• [Material for the task]:
* * * * * * *
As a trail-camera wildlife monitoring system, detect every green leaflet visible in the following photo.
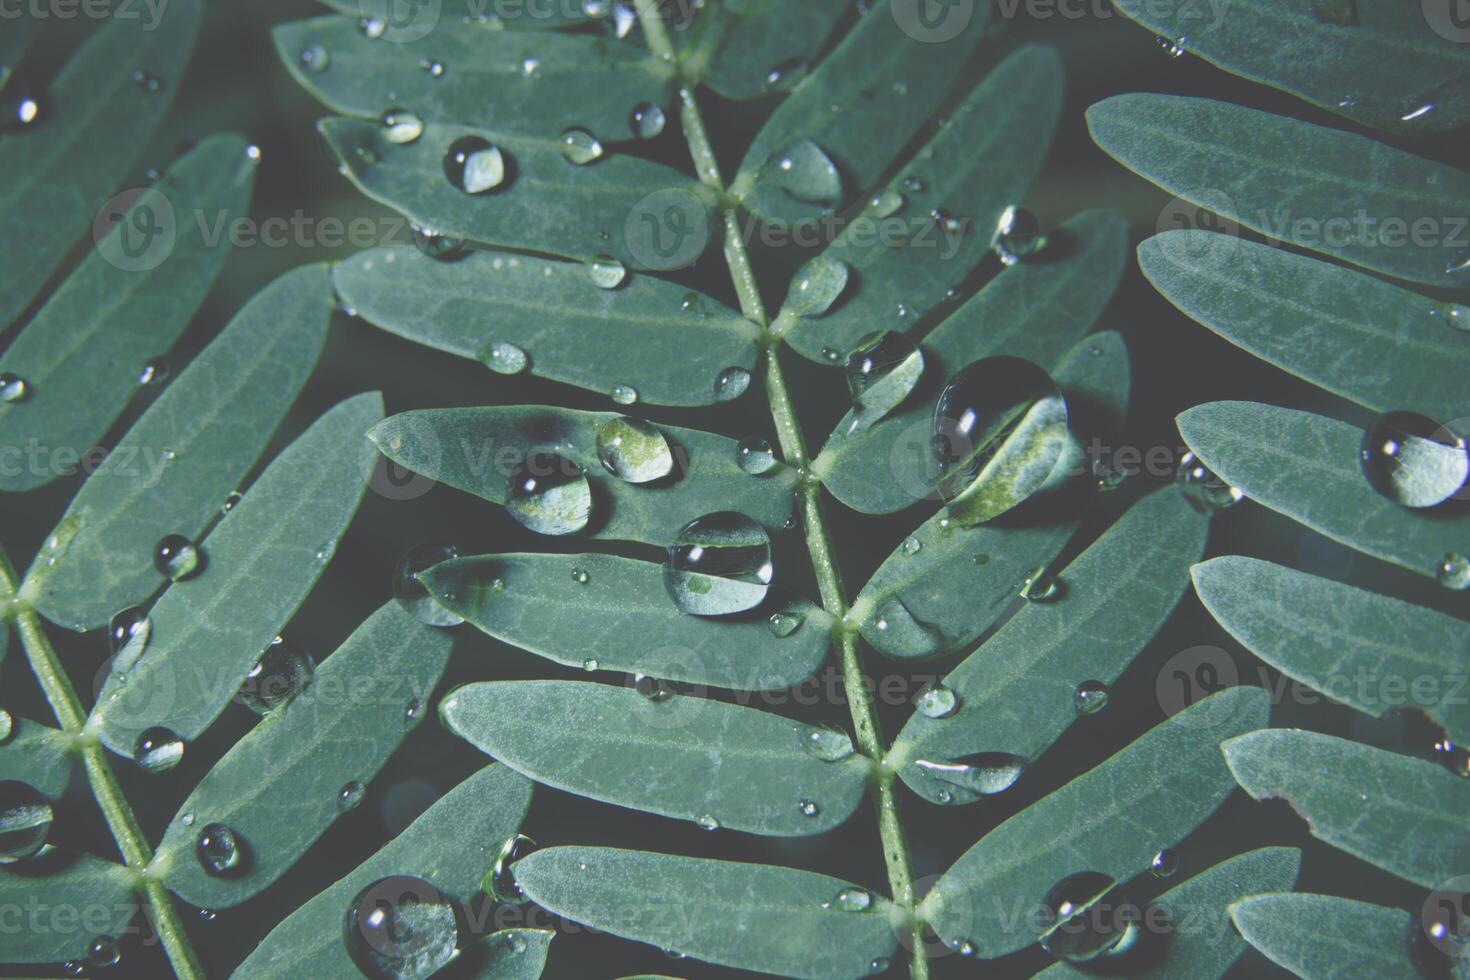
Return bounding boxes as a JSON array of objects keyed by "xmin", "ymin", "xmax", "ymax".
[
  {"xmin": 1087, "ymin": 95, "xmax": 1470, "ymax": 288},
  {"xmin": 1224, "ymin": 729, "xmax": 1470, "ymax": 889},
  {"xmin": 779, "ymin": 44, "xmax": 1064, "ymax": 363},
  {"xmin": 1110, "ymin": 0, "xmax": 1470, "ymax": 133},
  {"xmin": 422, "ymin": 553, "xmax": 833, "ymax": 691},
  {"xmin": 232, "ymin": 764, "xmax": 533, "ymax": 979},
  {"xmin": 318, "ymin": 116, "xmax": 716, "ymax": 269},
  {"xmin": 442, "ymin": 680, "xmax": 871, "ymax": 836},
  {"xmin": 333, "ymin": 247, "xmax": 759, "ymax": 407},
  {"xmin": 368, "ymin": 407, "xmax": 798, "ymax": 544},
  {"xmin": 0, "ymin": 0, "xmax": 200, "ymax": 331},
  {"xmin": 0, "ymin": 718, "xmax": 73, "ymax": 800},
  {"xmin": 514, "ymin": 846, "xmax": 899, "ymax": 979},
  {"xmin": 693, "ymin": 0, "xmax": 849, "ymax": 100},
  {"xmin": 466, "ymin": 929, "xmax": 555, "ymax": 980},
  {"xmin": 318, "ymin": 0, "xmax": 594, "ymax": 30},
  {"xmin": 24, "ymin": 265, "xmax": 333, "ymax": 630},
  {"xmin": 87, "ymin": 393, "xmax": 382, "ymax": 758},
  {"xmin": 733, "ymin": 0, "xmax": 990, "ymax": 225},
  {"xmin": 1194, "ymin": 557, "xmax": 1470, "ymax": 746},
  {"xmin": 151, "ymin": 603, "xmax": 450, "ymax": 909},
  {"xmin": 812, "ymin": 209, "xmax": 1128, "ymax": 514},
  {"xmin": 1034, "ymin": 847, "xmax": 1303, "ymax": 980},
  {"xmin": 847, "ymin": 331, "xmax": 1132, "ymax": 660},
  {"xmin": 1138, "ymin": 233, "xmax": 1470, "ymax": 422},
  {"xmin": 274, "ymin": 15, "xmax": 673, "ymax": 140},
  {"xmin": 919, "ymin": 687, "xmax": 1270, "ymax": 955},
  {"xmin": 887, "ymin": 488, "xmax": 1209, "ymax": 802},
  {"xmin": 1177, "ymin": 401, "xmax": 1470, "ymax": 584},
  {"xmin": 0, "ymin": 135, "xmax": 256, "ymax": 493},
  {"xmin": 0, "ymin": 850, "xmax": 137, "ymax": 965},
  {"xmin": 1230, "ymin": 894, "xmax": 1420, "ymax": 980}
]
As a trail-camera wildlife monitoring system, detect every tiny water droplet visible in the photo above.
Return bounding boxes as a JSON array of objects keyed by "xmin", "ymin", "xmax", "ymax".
* * * * * * *
• [Exercise]: Take each line above that contains "visible" and copy it out.

• [Your solution]:
As a trail-camera wildlife monitoring system, detect every green leaflet visible in the following photo.
As a trail-camera wildlife monitoring system, detect every tiny water droplet visible in the photo above.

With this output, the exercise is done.